_REQUIRED WORK:_
- A) Return the portion of the ICAP excerpt starting at "For information on" and ending at "ICAP rating again.", word for word.
- B) Carry the ICAP excerpt forward with new text that picks up after its last sentence.

For additional platform information, refer to the appropriate System Administration Guide and/or contact your Cisco account representative.
License Requirements
External Content Filtering Server support through Internet Content Adaptation Protocol (ICAP) interface is a licensed Cisco feature. A separate feature license may be required. Contact your Cisco account representative for detailed information on specific licensing requirements.
For information on installing and verifying licenses, refer to the Managing License Keys section of the Software Management Operations chapter in the System Administration Guide.
Failure Action on Retransmitted Packets
ICAP rating is enabled for retransmitted packet when default ICAP failure action was taken on an ICAP request for that flow. ICAP default failure action is taken on the pending ICAP request for a connection when the connection needs to be reset and there is no other redundant connection available. For example, in the ICAP request timeout and ICAP connection timeout scenarios. In these cases the retransmitted packet in the uplink direction is sent for ICAP rating again.

_DATA SUPPLIED:_
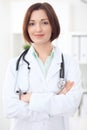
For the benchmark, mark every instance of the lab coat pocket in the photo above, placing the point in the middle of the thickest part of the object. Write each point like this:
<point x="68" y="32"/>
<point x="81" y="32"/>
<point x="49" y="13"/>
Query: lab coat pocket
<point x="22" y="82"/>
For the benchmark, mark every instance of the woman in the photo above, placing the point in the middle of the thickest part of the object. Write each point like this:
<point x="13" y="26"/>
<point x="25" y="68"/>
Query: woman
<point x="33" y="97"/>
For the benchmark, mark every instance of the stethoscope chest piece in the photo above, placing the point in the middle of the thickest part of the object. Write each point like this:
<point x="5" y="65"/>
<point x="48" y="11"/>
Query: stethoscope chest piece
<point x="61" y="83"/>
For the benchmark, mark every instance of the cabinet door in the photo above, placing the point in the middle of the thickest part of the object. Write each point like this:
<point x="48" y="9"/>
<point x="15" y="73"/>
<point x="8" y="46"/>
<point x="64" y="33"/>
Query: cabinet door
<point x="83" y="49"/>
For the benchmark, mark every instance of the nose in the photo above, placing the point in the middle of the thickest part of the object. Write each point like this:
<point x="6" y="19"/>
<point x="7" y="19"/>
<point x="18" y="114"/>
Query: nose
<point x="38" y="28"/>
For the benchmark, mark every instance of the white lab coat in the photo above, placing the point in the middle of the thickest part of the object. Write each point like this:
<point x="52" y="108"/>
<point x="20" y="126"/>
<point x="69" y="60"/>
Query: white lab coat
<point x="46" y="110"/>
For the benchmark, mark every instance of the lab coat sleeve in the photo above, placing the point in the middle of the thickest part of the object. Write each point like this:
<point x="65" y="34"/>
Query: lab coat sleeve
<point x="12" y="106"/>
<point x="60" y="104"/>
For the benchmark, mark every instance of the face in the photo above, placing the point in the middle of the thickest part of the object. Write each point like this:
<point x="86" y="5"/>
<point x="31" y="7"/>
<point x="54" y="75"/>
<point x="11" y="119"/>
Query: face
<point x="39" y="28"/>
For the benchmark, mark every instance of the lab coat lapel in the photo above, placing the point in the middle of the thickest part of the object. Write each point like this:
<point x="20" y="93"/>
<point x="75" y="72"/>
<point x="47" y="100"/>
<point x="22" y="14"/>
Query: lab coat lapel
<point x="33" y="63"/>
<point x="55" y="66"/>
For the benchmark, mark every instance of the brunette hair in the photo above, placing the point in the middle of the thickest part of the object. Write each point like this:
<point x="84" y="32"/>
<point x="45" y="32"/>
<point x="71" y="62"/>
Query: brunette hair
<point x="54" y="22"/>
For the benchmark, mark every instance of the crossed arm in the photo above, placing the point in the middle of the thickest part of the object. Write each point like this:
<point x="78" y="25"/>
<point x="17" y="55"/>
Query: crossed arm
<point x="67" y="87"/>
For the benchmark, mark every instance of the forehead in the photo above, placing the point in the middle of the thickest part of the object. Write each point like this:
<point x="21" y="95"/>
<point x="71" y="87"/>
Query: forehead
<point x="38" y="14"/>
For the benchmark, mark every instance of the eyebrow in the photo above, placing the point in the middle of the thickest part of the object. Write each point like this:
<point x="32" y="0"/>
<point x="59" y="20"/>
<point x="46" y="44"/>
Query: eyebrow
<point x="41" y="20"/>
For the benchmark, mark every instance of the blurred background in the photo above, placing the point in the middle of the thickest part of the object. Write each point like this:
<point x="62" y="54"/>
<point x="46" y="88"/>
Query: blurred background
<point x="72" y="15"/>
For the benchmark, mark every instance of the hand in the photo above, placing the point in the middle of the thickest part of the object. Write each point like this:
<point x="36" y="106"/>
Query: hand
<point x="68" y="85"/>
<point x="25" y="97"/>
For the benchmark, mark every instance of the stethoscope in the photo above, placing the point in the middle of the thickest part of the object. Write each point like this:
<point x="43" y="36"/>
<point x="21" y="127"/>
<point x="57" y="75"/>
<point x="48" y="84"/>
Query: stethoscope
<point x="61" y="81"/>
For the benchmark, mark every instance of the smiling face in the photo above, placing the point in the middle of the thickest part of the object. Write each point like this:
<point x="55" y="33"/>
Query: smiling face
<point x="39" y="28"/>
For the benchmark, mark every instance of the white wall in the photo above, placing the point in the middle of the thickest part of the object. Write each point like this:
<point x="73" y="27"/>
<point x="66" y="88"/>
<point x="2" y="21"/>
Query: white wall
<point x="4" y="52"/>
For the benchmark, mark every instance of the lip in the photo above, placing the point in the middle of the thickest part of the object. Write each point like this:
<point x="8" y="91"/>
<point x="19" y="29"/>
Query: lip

_RESULTS OF THE EXERCISE:_
- A)
For information on installing and verifying licenses, refer to the Managing License Keys section of the Software Management Operations chapter in the System Administration Guide.
Failure Action on Retransmitted Packets
ICAP rating is enabled for retransmitted packet when default ICAP failure action was taken on an ICAP request for that flow. ICAP default failure action is taken on the pending ICAP request for a connection when the connection needs to be reset and there is no other redundant connection available. For example, in the ICAP request timeout and ICAP connection timeout scenarios. In these cases the retransmitted packet in the uplink direction is sent for ICAP rating again.

- B)
In case of WAP CO, uplink retransmitted packet for the WAP transactions for which ICAP failure action was taken will be sent for ICAP rating. WSP header of the retransmitted packet is not parsed by the WSP analyzer. The URL received in the previous packet for that transaction is used for ICAP rating. If failure action was taken on multiple WTP transactions for the same flow (case: WTP concatenated GET request) then uplink retransmitted packet for each of the transaction is sent for rating again.
In case of HTTP, uplink retransmitted packets for the HTTP flow on which ICAP failure action is taken is sent for ICAP rating. The URL present in the current secondary session (last uplink request) is used for ICAP rating. However, if there were multiple outstanding ICAP request for the same flow (pipelined request) then for the retransmitted packet the URL that will be sent for rating will be that of the last GET request.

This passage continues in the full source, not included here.